**ABOUT THIS EXERCISE:** Here are some entries. Print them exactly as they are.

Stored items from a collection
= = =
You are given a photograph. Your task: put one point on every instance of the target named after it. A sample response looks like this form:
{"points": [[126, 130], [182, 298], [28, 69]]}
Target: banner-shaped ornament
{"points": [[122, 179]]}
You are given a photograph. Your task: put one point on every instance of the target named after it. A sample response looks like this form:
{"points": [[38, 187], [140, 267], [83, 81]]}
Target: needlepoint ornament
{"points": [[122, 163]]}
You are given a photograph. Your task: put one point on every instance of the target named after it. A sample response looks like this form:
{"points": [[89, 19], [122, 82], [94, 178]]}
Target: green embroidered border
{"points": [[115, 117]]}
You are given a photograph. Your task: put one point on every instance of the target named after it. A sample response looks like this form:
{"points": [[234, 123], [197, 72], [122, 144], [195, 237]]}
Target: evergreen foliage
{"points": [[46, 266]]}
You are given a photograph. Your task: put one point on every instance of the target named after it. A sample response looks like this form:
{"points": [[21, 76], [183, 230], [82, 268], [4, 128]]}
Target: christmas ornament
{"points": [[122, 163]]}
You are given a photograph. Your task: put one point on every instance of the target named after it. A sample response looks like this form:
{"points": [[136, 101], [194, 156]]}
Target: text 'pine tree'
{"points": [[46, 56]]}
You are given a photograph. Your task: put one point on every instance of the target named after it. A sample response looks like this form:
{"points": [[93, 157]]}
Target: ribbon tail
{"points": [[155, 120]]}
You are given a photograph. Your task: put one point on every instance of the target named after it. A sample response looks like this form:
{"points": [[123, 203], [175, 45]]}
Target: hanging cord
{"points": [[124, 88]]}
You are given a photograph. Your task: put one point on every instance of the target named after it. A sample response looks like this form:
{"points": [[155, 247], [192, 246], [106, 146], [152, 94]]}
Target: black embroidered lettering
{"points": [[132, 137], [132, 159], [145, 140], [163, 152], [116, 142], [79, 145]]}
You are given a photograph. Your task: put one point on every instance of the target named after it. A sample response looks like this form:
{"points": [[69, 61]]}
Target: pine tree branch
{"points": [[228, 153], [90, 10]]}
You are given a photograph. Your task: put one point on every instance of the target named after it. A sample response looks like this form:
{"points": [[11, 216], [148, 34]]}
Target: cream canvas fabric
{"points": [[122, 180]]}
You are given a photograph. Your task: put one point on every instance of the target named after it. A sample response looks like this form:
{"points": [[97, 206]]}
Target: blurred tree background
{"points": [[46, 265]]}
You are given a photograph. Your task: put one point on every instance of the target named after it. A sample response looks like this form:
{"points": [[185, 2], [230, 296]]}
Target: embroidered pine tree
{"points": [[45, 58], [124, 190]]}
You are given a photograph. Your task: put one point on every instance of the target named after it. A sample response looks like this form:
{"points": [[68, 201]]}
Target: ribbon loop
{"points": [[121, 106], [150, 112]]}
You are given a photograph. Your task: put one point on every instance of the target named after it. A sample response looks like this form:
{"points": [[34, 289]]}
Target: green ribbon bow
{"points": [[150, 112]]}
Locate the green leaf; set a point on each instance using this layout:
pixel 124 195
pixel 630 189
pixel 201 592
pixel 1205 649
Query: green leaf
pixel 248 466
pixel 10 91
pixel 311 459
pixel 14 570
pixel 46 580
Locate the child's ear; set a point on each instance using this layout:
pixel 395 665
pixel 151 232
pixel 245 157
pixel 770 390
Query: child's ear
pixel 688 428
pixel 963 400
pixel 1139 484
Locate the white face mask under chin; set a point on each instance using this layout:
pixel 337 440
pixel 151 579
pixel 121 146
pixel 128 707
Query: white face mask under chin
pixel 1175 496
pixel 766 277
= = =
**SOLUTION FOR THIS EXERCISE:**
You are given a photograph. Your task: put one point on every instance of the target named after it. A sample response looks like this form:
{"points": [[126, 130], [182, 298], [28, 69]]}
Target: banner-shaped ornament
{"points": [[122, 179]]}
You are given a photograph. Your task: put one point on every instance of the target named after it. A sample response looks like this form:
{"points": [[38, 187], [140, 267], [83, 81]]}
Target: needlepoint ornament
{"points": [[122, 163]]}
You are given a photograph. Your task: put one point on every instance of the target named after it. A sample response looks like this form:
{"points": [[89, 19], [122, 82], [94, 178]]}
Target: green embroidered border
{"points": [[115, 117]]}
You are given a photograph. Your task: put one point on every instance of the target named after it. A sample response looks like this form:
{"points": [[234, 123], [197, 72], [122, 144], [195, 237]]}
Target: evergreen foliage
{"points": [[46, 266]]}
You are given a photograph. Your task: put one point on every instance of the target named after it. A sample response looks like this form:
{"points": [[21, 76], [183, 230], [82, 268], [4, 128]]}
Target: christmas ornament
{"points": [[122, 163]]}
You are given a photograph. Your task: put one point on every instance of the target named after it. A sample response looks like this form:
{"points": [[136, 101], [194, 156]]}
Target: text 'pine tree'
{"points": [[46, 56]]}
You are given a photograph. Your task: put one point on every instance of the target named after it. A sample response looks like this form:
{"points": [[93, 157]]}
Target: ribbon tail
{"points": [[155, 120]]}
You are given a photograph. Your task: put one point on every instance of the target named after it. A sample response looks like this form:
{"points": [[123, 203], [175, 45]]}
Target: hanging cord
{"points": [[124, 88]]}
You are given a photograph. Your task: put one point on every instance of the target named after it. A sample response looks like this form:
{"points": [[155, 247], [192, 246], [106, 146], [152, 94]]}
Target: black embroidered lettering
{"points": [[132, 137], [132, 159], [145, 140], [163, 152], [116, 142], [79, 145]]}
You are given a photograph. Your task: put one point on every instance of the target named after it. A sample response looks like this form:
{"points": [[69, 61]]}
Target: pine tree branch
{"points": [[228, 153], [90, 10]]}
You are given a photograph. Your task: put one point on every instance of the target named after it. A sample response looks like this form:
{"points": [[11, 216], [148, 34]]}
Target: cream canvas fabric
{"points": [[122, 180]]}
You are given a photograph. Your task: put one point on every instance of the target named after it. A sample response looks like this form:
{"points": [[97, 206]]}
Target: blurred tree background
{"points": [[46, 265]]}
You are given a photograph. Your task: put one point on every instance of the target named after it. A sample response looks like this form:
{"points": [[185, 2], [230, 296]]}
Target: embroidered pine tree
{"points": [[45, 58], [124, 190]]}
You are given a photograph. Your task: put one point on every instance of the target named after it. A sample response looks like this form:
{"points": [[68, 201]]}
Target: ribbon loop
{"points": [[121, 106], [150, 112]]}
You are given a photograph. Your task: put one point on every instance of the target named after it. A sample response looks like this form:
{"points": [[34, 289]]}
Target: green ribbon bow
{"points": [[150, 112]]}
Locate the green leaf; set a point on each instance using this layout:
pixel 124 195
pixel 630 189
pixel 201 592
pixel 1205 649
Query: green leaf
pixel 248 466
pixel 10 91
pixel 311 459
pixel 14 570
pixel 46 580
Locate the child's ear; set a point on each instance using this layout:
pixel 395 665
pixel 151 232
pixel 245 157
pixel 770 390
Query: child's ear
pixel 688 428
pixel 963 400
pixel 1139 484
Locate the white face mask under chin; set a point on each instance using this layout:
pixel 337 440
pixel 151 579
pixel 121 146
pixel 128 707
Query: white face mask under chin
pixel 1175 496
pixel 766 277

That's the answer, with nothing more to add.